◆ **WHAT IS EXPECTED**: Locate the line that contains "# test: for every instance of the goal net, mark". Print it and every subsequent line through the final line of the records, exactly and only those.

[Start]

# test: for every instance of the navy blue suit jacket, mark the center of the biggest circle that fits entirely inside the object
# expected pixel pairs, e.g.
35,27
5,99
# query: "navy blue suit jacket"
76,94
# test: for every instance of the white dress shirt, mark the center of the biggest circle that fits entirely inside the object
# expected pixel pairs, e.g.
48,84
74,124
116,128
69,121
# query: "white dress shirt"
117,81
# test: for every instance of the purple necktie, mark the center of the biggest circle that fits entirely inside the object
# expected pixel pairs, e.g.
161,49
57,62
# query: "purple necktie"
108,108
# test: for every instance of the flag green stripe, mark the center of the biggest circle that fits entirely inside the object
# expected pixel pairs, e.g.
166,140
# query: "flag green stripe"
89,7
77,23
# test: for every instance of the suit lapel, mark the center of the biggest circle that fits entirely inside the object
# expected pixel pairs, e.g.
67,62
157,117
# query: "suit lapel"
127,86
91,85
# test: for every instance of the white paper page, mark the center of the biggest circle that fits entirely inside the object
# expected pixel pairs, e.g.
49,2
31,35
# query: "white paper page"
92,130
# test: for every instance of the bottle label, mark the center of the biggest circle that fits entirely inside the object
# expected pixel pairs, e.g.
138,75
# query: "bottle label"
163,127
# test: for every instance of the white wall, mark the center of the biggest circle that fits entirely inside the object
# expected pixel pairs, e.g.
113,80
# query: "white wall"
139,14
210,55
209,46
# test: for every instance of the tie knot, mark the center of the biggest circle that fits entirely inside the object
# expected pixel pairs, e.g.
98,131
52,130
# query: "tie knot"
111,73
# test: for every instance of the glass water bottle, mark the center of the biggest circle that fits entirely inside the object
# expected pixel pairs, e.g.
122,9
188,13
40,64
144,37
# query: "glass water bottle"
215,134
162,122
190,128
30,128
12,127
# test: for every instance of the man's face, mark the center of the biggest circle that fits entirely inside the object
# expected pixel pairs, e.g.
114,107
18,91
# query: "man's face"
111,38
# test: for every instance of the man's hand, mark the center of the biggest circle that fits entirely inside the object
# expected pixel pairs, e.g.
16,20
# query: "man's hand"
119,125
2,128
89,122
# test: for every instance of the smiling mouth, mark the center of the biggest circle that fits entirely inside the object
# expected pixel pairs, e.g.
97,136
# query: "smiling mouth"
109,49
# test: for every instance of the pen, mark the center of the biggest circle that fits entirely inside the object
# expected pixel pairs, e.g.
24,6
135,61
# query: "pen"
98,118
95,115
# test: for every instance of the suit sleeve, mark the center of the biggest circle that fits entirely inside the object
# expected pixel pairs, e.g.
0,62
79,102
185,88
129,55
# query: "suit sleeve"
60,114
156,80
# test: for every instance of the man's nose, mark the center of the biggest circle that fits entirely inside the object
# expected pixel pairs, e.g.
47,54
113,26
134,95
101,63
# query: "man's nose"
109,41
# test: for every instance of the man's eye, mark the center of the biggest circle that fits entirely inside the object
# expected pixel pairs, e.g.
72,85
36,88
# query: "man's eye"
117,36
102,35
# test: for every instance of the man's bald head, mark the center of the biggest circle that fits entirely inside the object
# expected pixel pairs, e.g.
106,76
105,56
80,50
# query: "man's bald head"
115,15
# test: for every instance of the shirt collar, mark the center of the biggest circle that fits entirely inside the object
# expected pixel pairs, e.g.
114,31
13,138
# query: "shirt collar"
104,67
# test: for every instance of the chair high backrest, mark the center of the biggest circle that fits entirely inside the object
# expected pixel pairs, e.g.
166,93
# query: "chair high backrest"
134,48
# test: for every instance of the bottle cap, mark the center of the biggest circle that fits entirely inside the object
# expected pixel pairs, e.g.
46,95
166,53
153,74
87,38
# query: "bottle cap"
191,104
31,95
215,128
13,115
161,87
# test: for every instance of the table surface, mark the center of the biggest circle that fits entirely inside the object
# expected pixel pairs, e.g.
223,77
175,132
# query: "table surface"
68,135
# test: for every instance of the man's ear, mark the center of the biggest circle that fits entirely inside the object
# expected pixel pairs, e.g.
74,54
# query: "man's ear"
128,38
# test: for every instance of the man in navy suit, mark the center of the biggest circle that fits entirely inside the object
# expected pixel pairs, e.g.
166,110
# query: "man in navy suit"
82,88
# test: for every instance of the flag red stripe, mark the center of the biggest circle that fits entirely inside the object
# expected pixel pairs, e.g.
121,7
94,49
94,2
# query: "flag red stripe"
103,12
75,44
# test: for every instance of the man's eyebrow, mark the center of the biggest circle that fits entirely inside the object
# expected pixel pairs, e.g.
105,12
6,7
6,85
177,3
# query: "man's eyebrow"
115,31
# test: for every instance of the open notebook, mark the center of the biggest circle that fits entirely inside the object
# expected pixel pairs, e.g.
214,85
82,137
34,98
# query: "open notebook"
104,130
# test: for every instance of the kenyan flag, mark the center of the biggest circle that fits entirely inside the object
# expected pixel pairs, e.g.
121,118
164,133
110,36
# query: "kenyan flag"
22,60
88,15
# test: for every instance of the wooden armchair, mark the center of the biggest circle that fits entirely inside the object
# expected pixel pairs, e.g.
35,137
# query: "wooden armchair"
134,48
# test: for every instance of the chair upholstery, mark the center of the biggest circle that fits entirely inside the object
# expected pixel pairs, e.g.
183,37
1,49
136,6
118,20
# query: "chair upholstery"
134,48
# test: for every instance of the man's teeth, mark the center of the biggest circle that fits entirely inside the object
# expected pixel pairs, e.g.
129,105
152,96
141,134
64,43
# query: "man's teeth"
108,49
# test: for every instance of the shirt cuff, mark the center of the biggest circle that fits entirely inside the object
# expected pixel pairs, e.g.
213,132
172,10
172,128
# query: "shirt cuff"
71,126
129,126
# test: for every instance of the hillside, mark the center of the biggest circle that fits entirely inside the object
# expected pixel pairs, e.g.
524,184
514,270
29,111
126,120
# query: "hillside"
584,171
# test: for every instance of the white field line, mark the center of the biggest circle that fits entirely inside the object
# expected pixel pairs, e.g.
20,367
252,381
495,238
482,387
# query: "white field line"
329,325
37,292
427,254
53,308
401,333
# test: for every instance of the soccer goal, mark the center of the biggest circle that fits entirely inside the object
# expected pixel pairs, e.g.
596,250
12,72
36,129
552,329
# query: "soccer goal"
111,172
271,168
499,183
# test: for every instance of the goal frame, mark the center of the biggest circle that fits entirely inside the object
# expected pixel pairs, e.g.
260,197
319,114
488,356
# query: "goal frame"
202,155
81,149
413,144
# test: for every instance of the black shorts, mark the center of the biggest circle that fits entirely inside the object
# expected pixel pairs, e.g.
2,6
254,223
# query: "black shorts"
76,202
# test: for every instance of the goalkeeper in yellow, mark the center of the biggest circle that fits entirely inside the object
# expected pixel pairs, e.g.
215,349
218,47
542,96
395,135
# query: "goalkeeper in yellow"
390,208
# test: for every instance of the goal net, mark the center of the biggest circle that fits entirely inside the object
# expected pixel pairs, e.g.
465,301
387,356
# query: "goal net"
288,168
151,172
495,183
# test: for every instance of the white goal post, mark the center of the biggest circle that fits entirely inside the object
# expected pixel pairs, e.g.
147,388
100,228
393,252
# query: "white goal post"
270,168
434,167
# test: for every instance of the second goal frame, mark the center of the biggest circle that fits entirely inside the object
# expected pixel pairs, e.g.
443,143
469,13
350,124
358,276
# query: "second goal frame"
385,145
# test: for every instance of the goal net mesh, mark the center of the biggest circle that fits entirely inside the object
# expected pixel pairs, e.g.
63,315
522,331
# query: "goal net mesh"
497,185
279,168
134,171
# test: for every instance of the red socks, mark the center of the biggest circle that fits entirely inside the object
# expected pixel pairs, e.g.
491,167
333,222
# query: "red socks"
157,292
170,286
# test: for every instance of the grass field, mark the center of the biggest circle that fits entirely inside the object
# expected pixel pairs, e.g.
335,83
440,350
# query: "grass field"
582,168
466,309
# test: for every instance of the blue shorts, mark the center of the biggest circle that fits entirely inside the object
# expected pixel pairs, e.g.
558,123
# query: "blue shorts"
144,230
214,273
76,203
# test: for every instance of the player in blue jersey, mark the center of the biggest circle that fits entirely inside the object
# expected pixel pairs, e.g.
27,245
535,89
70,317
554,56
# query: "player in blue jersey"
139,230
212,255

[End]

◆ **ANSWER TO THE EXERCISE**:
# test: for every instance of the goal net, mark the center of the biggest circle that fits entirely inside the object
# expected pixel pairs, e.g.
465,301
387,356
# query: "goal net"
288,168
151,172
495,183
# test: for every instance of the white goal post, mark the center of the biggest circle that fits entirely inside the object
# expected pixel pairs, e.g.
147,388
100,228
393,252
# query: "white goal post"
270,168
434,167
# test: for every instance of the second goal frame, mark the center of the biggest circle that fits entirely inside the object
# expected pixel pairs, e.g.
443,143
469,13
350,124
358,276
# query: "second goal frame"
385,145
# test: for every instance of the goal net mesh, mark the center of the biggest circle that fits entirely inside the object
# expected pixel pairs, e.g.
63,315
522,331
# query: "goal net mesh"
497,185
279,168
134,171
# test: for every instance of the red socks, mark the center of the biggest circle that fits entirely inside the object
# expected pixel pairs, e.g.
491,167
333,222
# query: "red socks"
157,292
170,286
# test: for every instance of the grass field, mark the center of the biggest circle that fits entirely inside the object
# expected pixel pairs, e.g.
335,83
440,350
# query: "grass field"
582,168
466,309
# test: for every instance of the blue shorts, mark the center of the biggest circle that fits entirely inside the object
# expected pixel pairs, e.g.
558,123
# query: "blue shorts"
144,230
214,273
76,203
# test: for every instance of the player in blue jersey, mark the center of the biggest circle that fits entirely inside the object
# expected pixel pairs, e.g.
27,245
535,89
70,317
554,56
# query: "player in blue jersey"
139,230
212,255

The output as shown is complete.